Répondez aux questions suivantes d'après l'extrait sur la rigole de la Rive droite.
(a) En quelle année l'État a-t-il créé les syndicats de marais mouillés ?
(b) Quelle longueur totale forme le linéaire que la rigole compose avec le canal du Grand Coin et la Vieille Sèvre ?
(c) Qui a dressé la carte de 1720 sur laquelle apparaît le chenal du Mazeau ?

* [Extrait fourni]
----
L’inventaire du patrimoine des communes riveraines de la Sèvre Niortaise met en évidence le réseau serré de canaux, de conches et de fossés qui draine les marais en hiver et les irrigue en été. Ce réseau a été en grande partie mis en place au XIXe siècle par l’action des Ponts et Chaussées et des syndicats de marais mouillés créés par l’État en 1833. Parmi les principaux canaux, la rigole de la Rive droite circule sur… la rive droite de la Sèvre ! 

Un ancien cours d’eau devenu rigole

Ce canal est l’un des plus importants dans le réseau hydraulique des marais entre Coulon et Damvix. Avec le canal du Grand Coin qu’il prolonge et la Vieille Sèvre qui le prolonge, il forme un linéaire de 11 kilomètres à travers les marais mouillés de la Venise verte. Observant majoritairement des lignes droites successives, cet itinéraire prend naissance à la Sotterie, en amont de Coulon, et retrouve la Sèvre Niortaise en amont de Damvix. 

La rigole de la Rive droite en aval de la Poublée, au Mazeau, vue en direction de l’est. ©Y. Suire

Ce cours d’eau artificiel reprend peu ou prou l’itinéraire d’un ancien cours ou « route d’eau » qui, depuis le Moyen Age au moins, serpentait au pied des terres hautes du Mazeau et dont les méandres de la Vieille Sèvre constituent le dernier témoin. On en voit aussi une partie le long de la partie est du bourg du Mazeau. Ce « chenal du Mazeau qui est navigable aux petits bateaux » apparaît sur la carte de la région par Claude Masse en 1720.
----
* [Entrées extraites]

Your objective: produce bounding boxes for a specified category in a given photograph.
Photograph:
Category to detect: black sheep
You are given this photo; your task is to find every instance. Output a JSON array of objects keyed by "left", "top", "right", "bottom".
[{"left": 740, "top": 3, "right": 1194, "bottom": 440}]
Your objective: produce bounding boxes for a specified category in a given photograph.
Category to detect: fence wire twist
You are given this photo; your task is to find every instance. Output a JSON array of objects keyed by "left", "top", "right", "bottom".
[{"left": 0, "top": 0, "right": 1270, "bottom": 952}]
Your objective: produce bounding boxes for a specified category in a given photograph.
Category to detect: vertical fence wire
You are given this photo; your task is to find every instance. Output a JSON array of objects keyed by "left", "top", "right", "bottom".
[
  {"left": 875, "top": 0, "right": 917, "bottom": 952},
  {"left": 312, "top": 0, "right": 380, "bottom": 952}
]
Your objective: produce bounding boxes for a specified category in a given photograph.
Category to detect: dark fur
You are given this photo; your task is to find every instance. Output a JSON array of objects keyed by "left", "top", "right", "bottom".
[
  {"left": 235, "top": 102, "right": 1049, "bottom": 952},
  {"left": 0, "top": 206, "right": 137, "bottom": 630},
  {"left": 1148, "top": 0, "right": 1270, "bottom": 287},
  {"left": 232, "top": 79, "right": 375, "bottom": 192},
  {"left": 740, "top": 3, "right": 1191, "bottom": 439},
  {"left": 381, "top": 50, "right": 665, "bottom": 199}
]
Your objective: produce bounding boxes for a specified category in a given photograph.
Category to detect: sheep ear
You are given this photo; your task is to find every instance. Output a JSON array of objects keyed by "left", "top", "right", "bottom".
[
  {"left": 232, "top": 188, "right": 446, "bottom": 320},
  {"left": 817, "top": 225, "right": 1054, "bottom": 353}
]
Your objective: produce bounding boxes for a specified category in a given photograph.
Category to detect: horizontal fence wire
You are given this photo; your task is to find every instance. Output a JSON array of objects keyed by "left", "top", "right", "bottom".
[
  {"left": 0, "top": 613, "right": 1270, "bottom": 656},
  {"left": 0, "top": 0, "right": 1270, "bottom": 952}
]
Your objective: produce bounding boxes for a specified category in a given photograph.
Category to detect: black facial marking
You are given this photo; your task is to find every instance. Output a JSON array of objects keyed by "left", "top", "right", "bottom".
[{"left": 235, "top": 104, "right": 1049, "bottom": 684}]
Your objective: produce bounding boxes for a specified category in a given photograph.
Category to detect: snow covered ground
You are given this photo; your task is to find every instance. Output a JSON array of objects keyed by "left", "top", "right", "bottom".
----
* [Résultat]
(a) En 1833.
(b) 11 kilomètres.
(c) Claude Masse.